*** Opening Provided data ***

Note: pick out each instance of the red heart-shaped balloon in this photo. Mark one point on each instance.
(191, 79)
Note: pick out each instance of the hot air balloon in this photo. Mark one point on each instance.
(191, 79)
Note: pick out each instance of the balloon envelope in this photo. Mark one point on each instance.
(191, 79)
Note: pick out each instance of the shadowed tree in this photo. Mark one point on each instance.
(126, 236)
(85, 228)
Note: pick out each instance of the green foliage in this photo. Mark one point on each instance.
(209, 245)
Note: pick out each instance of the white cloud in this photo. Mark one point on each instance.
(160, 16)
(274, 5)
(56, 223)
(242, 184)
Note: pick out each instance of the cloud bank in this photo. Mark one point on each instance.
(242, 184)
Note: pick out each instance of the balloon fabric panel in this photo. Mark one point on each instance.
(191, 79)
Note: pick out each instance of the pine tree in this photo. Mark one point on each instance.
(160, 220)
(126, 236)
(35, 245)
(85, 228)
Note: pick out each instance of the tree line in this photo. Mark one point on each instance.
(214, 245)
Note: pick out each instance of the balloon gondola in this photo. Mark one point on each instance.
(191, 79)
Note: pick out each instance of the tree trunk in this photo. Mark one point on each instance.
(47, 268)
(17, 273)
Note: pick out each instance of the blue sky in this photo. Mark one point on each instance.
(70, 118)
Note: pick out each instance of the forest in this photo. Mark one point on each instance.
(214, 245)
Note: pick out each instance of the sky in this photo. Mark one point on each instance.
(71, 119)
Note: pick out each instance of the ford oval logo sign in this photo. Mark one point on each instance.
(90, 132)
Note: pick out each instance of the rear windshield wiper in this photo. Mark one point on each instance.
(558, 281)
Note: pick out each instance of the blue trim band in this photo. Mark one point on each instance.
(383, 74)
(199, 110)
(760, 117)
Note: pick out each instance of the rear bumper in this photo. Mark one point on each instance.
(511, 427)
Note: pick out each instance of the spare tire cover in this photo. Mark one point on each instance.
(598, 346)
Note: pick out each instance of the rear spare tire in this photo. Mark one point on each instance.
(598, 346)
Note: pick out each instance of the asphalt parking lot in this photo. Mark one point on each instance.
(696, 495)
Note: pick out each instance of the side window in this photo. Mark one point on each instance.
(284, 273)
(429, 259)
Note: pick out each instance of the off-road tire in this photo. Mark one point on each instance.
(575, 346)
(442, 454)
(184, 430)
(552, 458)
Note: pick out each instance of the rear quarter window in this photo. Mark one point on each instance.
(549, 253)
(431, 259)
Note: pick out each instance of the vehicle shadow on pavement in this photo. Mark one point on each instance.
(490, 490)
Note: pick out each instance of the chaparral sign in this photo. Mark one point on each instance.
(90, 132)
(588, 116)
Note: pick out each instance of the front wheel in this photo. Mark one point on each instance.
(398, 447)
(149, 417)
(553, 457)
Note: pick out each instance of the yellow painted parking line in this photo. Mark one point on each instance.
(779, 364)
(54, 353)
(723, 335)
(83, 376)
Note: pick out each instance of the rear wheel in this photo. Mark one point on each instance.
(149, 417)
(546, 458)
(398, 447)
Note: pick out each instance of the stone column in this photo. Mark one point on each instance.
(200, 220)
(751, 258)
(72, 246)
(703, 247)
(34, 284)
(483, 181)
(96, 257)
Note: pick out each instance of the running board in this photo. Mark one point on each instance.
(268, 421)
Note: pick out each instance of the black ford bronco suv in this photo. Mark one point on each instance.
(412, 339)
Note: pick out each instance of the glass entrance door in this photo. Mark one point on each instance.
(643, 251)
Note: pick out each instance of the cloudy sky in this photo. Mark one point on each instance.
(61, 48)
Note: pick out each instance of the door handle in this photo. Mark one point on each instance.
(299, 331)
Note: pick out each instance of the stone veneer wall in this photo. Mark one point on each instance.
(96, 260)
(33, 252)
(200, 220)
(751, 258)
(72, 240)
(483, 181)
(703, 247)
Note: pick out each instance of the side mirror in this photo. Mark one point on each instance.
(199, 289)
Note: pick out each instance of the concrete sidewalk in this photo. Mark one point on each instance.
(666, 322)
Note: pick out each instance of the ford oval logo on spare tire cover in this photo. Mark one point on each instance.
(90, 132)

*** Closing Provided data ***

What you have to do ::
The entire set of records should be returned exactly.

Task result ::
Note: pick out each instance of the red heart-shaped balloon in this photo. Mark one point on each instance.
(191, 79)
Note: pick out each instance of the hot air balloon in this photo. Mark one point on each instance.
(191, 79)
Note: pick out each instance of the balloon envelope in this photo. Mark one point on each instance.
(191, 79)
Note: pick out each instance of the shadowed tree in this photo. Mark one point on each instance.
(126, 236)
(85, 228)
Note: pick out each instance of the green foliage in this photo. Mark one point on each instance.
(209, 245)
Note: pick out each instance of the white cloud in this photo. Mark one point on each instance.
(160, 16)
(274, 5)
(56, 223)
(242, 184)
Note: pick out each instance of the cloud bank in this photo. Mark one point on each instance.
(242, 184)
Note: pick out each instance of the balloon fabric panel in this photo. Mark one point on each instance.
(191, 79)
Note: pick out each instance of the pine tree in this photo. Mark one point on each instance.
(160, 220)
(126, 236)
(35, 245)
(85, 228)
Note: pick out each instance of the tree line in this photo. Mark one point on each instance.
(214, 245)
Note: pick out each instance of the balloon gondola in this photo. Mark one point on each instance.
(191, 79)
Note: pick out each instance of the tree trunk in this photo. Mark one point on each instance.
(47, 268)
(17, 273)
Note: pick out each instance of the blue sky in this photo. Mark one point on each instance.
(70, 118)
Note: pick out each instance of the forest in this photo. Mark one point on each instance.
(214, 245)
Note: pick out each instance of the sky in this photo. Mark one point on each instance.
(71, 119)
Note: pick out each instance of the ford oval logo sign in this photo. Mark one point on each instance.
(90, 132)
Note: pick out each instance of the rear windshield wiper in this photo. Mark one point on each instance.
(558, 281)
Note: pick out each instance of the blue trim band in this photo. Mark one point on each instance.
(383, 74)
(199, 110)
(760, 117)
Note: pick out each instance of the rear bumper in this photo. Mark one point on each instance.
(511, 427)
Note: pick out each instance of the spare tire cover in this photo. Mark one point on each instance.
(598, 346)
Note: pick out each instance of the rear spare tire in this photo. Mark one point on each instance.
(598, 346)
Note: pick out each instance of the asphalt parking lot in this photo. Mark one point on each instance.
(696, 495)
Note: pick out each instance of the side window in this photo. Mark one point on each instance.
(284, 273)
(429, 259)
Note: pick out each instance of the off-road tire in this photo. Mark one point on each instance.
(575, 346)
(442, 454)
(184, 430)
(552, 458)
Note: pick out each instance of the rear quarter window in this photo. Mark one point on each instance.
(549, 253)
(431, 259)
Note: pick out each instance of the vehicle shadow on pavement in this photo. Mark one point on each instance.
(490, 490)
Note: pick out each instance of the chaparral sign in this photo. Mark one point on each instance.
(90, 132)
(588, 116)
Note: pick out each instance of the front wheel in this photo. Mark one point on each instance.
(398, 447)
(149, 417)
(553, 457)
Note: pick out each instance of the yellow painted parking line in this photo. Mark one point on each instance.
(779, 364)
(54, 353)
(723, 335)
(83, 376)
Note: pick out each instance of the rear wheel in this photo. Mark one point on each instance.
(149, 417)
(546, 458)
(398, 447)
Note: pick out each instance of the stone column in this photo. Mark one point on each instance.
(200, 220)
(751, 258)
(72, 246)
(703, 247)
(34, 284)
(483, 181)
(96, 257)
Note: pick out each instance of the running board in this photo. Mark one point on each instance.
(268, 421)
Note: pick out each instance of the black ford bronco suv in this photo. Mark one point on each instance.
(412, 339)
Note: pick out each instance of the glass entrance door in this photo. Mark one point on each instance.
(643, 251)
Note: pick out each instance of the cloudy sky in this photo. Mark one point on each instance.
(61, 48)
Note: pick out each instance of the door handle in this photo. Mark one point on each instance.
(299, 331)
Note: pick out each instance of the stone veneer wall in this photo. Mark one point on each instance.
(96, 260)
(33, 252)
(200, 220)
(751, 258)
(72, 240)
(483, 181)
(703, 247)
Note: pick out each instance of the side mirror in this photo. Mark one point on each instance.
(199, 289)
Note: pick out each instance of the concrete sidewalk in this photo. Mark one point on each instance.
(666, 322)
Note: pick out each instance of the ford oval logo on spare tire cover in this photo. Mark one point on each instance.
(90, 132)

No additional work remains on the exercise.